Shape outline listing |

___

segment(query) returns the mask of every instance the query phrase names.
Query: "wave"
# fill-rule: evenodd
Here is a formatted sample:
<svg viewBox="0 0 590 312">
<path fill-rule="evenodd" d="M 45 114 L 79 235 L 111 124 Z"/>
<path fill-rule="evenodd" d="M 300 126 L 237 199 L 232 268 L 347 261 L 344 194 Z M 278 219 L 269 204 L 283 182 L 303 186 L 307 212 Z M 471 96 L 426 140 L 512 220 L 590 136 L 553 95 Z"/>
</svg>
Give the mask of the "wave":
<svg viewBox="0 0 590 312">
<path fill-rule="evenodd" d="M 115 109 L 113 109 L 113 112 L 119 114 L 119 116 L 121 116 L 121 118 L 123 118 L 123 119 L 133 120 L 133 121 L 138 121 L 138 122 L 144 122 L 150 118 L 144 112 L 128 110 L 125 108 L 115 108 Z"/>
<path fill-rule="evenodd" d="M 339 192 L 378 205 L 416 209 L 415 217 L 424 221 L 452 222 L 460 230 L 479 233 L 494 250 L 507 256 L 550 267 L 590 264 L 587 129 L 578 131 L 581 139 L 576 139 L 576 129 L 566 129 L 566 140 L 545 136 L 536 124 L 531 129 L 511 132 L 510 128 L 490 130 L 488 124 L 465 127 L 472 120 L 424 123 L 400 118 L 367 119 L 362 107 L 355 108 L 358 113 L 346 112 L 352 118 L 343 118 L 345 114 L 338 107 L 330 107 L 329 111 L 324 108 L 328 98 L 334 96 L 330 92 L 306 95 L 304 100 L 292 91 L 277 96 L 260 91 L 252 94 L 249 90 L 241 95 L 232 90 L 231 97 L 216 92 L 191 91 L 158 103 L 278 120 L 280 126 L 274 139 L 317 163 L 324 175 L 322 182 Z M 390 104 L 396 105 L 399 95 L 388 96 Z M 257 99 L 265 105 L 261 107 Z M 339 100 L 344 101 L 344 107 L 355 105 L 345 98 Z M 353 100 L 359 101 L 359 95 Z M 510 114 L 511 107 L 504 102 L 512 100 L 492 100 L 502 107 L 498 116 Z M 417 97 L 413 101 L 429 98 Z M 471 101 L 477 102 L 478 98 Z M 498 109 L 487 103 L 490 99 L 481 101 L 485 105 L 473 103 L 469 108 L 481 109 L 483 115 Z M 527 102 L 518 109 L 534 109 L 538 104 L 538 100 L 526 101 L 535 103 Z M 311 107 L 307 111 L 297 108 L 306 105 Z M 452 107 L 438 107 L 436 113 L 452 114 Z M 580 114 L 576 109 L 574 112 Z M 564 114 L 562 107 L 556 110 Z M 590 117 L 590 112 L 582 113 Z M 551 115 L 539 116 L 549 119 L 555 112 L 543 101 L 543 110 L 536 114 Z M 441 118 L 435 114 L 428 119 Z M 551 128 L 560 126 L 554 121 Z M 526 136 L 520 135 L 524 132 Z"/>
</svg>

___

Exercise objective |
Copy the listing above line for line, without changing anything.

Written solution |
segment(query) returns the mask of every instance the query phrase names.
Query: "wave"
# fill-rule: evenodd
Here is a formatted sample:
<svg viewBox="0 0 590 312">
<path fill-rule="evenodd" d="M 45 114 L 79 235 L 111 124 Z"/>
<path fill-rule="evenodd" d="M 300 126 L 237 199 L 232 268 L 347 261 L 344 194 Z M 278 219 L 269 204 L 283 182 L 303 186 L 307 212 Z M 471 96 L 426 140 L 512 220 L 590 136 L 553 95 Z"/>
</svg>
Give the mask of the "wave":
<svg viewBox="0 0 590 312">
<path fill-rule="evenodd" d="M 115 109 L 113 109 L 113 112 L 119 114 L 119 116 L 121 116 L 121 118 L 123 118 L 123 119 L 133 120 L 133 121 L 138 121 L 138 122 L 144 122 L 150 118 L 144 112 L 128 110 L 125 108 L 115 108 Z"/>
<path fill-rule="evenodd" d="M 339 192 L 378 205 L 416 209 L 415 217 L 424 221 L 452 222 L 460 230 L 479 233 L 494 250 L 507 256 L 550 267 L 590 264 L 587 129 L 578 131 L 581 139 L 576 139 L 576 129 L 566 129 L 566 140 L 545 136 L 536 124 L 531 129 L 511 132 L 510 128 L 490 130 L 488 124 L 465 127 L 472 120 L 424 123 L 400 118 L 367 119 L 362 107 L 355 108 L 358 113 L 346 112 L 352 118 L 343 118 L 345 114 L 338 107 L 330 107 L 329 111 L 324 108 L 328 98 L 334 96 L 330 92 L 306 95 L 304 100 L 292 91 L 277 96 L 260 91 L 252 94 L 249 90 L 241 95 L 232 90 L 231 97 L 216 92 L 191 91 L 158 103 L 278 120 L 280 126 L 274 139 L 317 163 L 324 175 L 322 182 Z M 390 104 L 396 105 L 399 95 L 388 96 Z M 257 99 L 265 105 L 261 107 Z M 339 100 L 344 101 L 344 107 L 355 105 L 345 98 Z M 353 100 L 359 101 L 359 95 Z M 510 114 L 511 107 L 504 102 L 512 100 L 492 100 L 502 107 L 498 116 Z M 417 97 L 413 101 L 429 98 Z M 471 101 L 477 102 L 478 98 Z M 498 109 L 487 103 L 490 99 L 481 101 L 485 105 L 473 103 L 469 108 L 481 109 L 483 115 Z M 527 102 L 518 109 L 534 109 L 538 104 L 538 100 L 526 101 L 535 103 Z M 311 107 L 307 111 L 297 108 L 306 105 Z M 452 107 L 438 107 L 436 113 L 452 114 Z M 580 114 L 576 109 L 574 112 Z M 564 114 L 562 107 L 556 110 Z M 590 117 L 590 112 L 582 113 Z M 551 115 L 539 116 L 549 119 L 555 112 L 543 101 L 543 110 L 536 114 Z M 441 118 L 435 114 L 428 119 Z M 551 128 L 560 126 L 554 121 Z M 526 136 L 520 135 L 524 132 Z"/>
</svg>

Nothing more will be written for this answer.